__Goal of the exercise__
Write out every line of the data below exactly as given.
##############################
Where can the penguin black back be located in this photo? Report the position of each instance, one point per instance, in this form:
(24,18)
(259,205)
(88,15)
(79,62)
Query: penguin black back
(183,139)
##############################
__Written reply__
Where can the penguin black back be located in this photo? Report the position of each instance, one point per instance, in this form:
(24,18)
(259,205)
(88,15)
(79,62)
Query: penguin black back
(183,139)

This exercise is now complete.